Records to process>
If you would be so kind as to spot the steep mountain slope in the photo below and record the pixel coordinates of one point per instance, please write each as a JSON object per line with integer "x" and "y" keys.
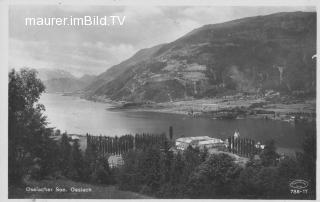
{"x": 246, "y": 55}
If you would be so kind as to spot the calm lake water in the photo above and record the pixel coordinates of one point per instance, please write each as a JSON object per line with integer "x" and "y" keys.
{"x": 80, "y": 116}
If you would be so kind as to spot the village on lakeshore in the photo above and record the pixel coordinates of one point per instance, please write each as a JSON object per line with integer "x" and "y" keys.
{"x": 239, "y": 148}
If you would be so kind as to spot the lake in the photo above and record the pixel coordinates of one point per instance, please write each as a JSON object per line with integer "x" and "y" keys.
{"x": 79, "y": 116}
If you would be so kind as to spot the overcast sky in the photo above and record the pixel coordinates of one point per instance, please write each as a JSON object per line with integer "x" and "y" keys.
{"x": 92, "y": 50}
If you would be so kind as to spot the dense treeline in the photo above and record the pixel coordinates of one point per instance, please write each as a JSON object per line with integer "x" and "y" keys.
{"x": 152, "y": 167}
{"x": 119, "y": 145}
{"x": 196, "y": 174}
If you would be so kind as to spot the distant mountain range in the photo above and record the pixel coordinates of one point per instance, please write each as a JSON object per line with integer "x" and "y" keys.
{"x": 57, "y": 80}
{"x": 246, "y": 55}
{"x": 254, "y": 54}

Work to complete> Quote the full listing above word for word; exclude every picture from the copy.

Finished task>
If you would be so kind as to spot the steep mountain slope in the photo below and record the pixel coordinates of one point per instance, please write each as a JSON object per line with integer "x" and "y" keys.
{"x": 246, "y": 55}
If you would be so kind as to spot the calm lake water in the photo above and record the pixel coordinates of one point per instance, please write each as a JSON object per line with integer "x" and "y" keys.
{"x": 80, "y": 116}
If you would be so kind as to spot the village on lakeshore in the photo above and record the pixel coordinates of one point per instance, please write each as a JSON object per line with integer "x" and "y" keys.
{"x": 239, "y": 148}
If you would be so kind as to spot the lake in the photo above and record the pixel coordinates of one point per instance, please write each as a JSON object per line with integer "x" and "y" keys.
{"x": 79, "y": 116}
If you would be so kind as to spot the overcast sky in the photo above and record the pixel coordinates of one point per instance, please write each as a JSON object per line with integer "x" and "y" keys.
{"x": 92, "y": 50}
If you would be so kind as to spot the dense treeline in the photo above and record the pixel coordinates of one point per instance, please write each as a JSON object per line with integer "x" and "y" keys.
{"x": 152, "y": 167}
{"x": 119, "y": 145}
{"x": 196, "y": 174}
If you would be so kind as to spot the distant mountain range in the photo above and record the pixel coordinates of one point per instance, please write each as a JSON object per line with integer "x" and "y" keys.
{"x": 57, "y": 80}
{"x": 246, "y": 55}
{"x": 254, "y": 54}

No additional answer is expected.